[begin Recorded information]

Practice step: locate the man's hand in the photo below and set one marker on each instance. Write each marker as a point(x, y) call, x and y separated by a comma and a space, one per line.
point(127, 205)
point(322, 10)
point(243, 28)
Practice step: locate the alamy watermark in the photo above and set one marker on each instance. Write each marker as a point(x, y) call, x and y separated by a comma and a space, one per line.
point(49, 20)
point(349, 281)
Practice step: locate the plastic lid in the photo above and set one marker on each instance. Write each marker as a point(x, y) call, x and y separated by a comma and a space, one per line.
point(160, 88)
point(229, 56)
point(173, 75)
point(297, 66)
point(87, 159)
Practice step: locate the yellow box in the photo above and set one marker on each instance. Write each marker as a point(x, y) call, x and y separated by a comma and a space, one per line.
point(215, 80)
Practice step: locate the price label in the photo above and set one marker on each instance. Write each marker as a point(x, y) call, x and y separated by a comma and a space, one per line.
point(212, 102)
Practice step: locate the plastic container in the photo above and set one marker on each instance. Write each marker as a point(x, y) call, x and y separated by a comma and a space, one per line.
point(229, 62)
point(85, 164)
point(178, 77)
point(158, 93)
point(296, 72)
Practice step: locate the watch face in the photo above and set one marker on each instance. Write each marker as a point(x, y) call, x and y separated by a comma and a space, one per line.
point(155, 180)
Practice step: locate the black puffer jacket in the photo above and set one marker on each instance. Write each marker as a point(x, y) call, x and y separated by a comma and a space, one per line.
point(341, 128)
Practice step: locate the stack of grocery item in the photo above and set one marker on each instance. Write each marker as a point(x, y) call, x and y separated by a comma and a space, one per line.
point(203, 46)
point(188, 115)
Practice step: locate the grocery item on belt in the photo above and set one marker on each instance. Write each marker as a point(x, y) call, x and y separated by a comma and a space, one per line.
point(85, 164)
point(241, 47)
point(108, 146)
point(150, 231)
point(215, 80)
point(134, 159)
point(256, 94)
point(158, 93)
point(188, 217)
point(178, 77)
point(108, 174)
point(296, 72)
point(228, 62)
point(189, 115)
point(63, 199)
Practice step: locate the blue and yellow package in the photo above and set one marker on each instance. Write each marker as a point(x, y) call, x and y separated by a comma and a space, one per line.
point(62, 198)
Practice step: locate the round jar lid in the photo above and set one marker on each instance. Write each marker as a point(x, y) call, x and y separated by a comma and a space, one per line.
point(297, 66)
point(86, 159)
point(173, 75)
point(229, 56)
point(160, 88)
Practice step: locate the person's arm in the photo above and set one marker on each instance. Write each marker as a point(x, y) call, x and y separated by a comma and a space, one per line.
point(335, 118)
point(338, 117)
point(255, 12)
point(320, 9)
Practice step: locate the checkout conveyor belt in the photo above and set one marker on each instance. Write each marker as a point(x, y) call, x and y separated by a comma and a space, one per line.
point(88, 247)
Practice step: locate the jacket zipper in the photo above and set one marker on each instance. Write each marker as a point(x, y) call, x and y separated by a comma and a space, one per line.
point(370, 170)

[end Recorded information]

→ Exercise brief: Give the whole listing above as a two-column CSV headed instruction and response, one row for each instruction with its answer. Put each in one quoted field and turn line breaks into spaces.

→ Finished exercise:
instruction,response
"Practice step: locate the man's hand in the photo below and set one marker on each instance. Write each marker as a point(x, y) call, x and y separated by a comma and a space, one per line.","point(127, 205) point(322, 10) point(243, 28)"
"Practice step: locate the alamy watermark in the photo above and set one marker on each instance. Write each marker as a point(x, y) call, x and y separated by a comma and a space, one per line.","point(49, 20) point(349, 281)"
"Practice step: locate the plastic lid in the photo above and set one marker on each instance. Write each marker as a point(x, y) call, x and y separated by a comma and a space, one per line.","point(160, 88) point(229, 56) point(173, 75) point(297, 66) point(87, 159)"
"Practice step: locate the yellow box in the photo above and set one marker on each instance. Write each marker as a point(x, y) call, x and y separated by a comma and a space, one per line.","point(215, 80)"
"Practice step: locate the price label in the photo above and set one marker on each instance. Write each marker as a point(x, y) call, x and y separated by a comma and a space, one per line.","point(212, 102)"
"Practice step: locate the plastic container in the photo above and set one marker on each instance. Write each marker as a point(x, y) call, x and y separated by a comma and a space, one per line.","point(229, 62) point(85, 164) point(178, 77) point(158, 93) point(296, 72)"
"Practice step: locate the watch face in the photo above and set one marker on each instance. Write each marker as a point(x, y) call, x and y separated by a comma and a space, one per line.","point(155, 180)"
"Practice step: locate the black puffer jacket in the photo above and set one marker on each instance. Write each marker as a point(x, y) call, x and y separated by a comma and a space, one per line.","point(341, 128)"
"Practice step: locate the stack of grocery item in the photo above and set one marker on each instance. Write each marker as a point(x, y) call, x and y separated by a comma and a space, one per line.","point(203, 46) point(188, 115)"
"Practice step: locate the grocery item on belt in the photo above and set one marker on each instance. Write each marker as a point(x, y) call, x and y separated by a comma and a space, one per line.","point(85, 164) point(241, 47) point(108, 146) point(150, 231) point(215, 80) point(134, 159) point(256, 94) point(158, 93) point(188, 217) point(178, 77) point(108, 174) point(296, 72) point(228, 62) point(189, 115) point(63, 199)"
"Practice step: locate the blue and yellow package in the photo above and set one marker on each instance. Write each marker as a point(x, y) call, x and y separated by a comma and a space, one per line.","point(62, 198)"
"Practice step: locate the round jar lid in the photo above and set one marker on each instance. Write each marker as a point(x, y) call, x and y separated by a comma and a space, one per line.","point(297, 66) point(86, 159) point(173, 75) point(229, 56) point(160, 88)"
"Practice step: locate the person's arm in the photo above and set one marker on each instance. Write each marker as a point(x, y) call, x and y separated by a comma and a space, one per line.","point(335, 118) point(338, 117) point(255, 12) point(320, 9)"
"Practice step: locate the checkout conveyor belt in the photo above and set one marker on each instance. Write each marker as a point(x, y) call, x and y separated by a comma and a space, one per line.","point(88, 247)"
"Practice step: locate the jacket zipper in the photo above and set one marker on each instance. Write each marker as a point(x, y) call, x and y separated by a comma and a space, one per line.","point(370, 170)"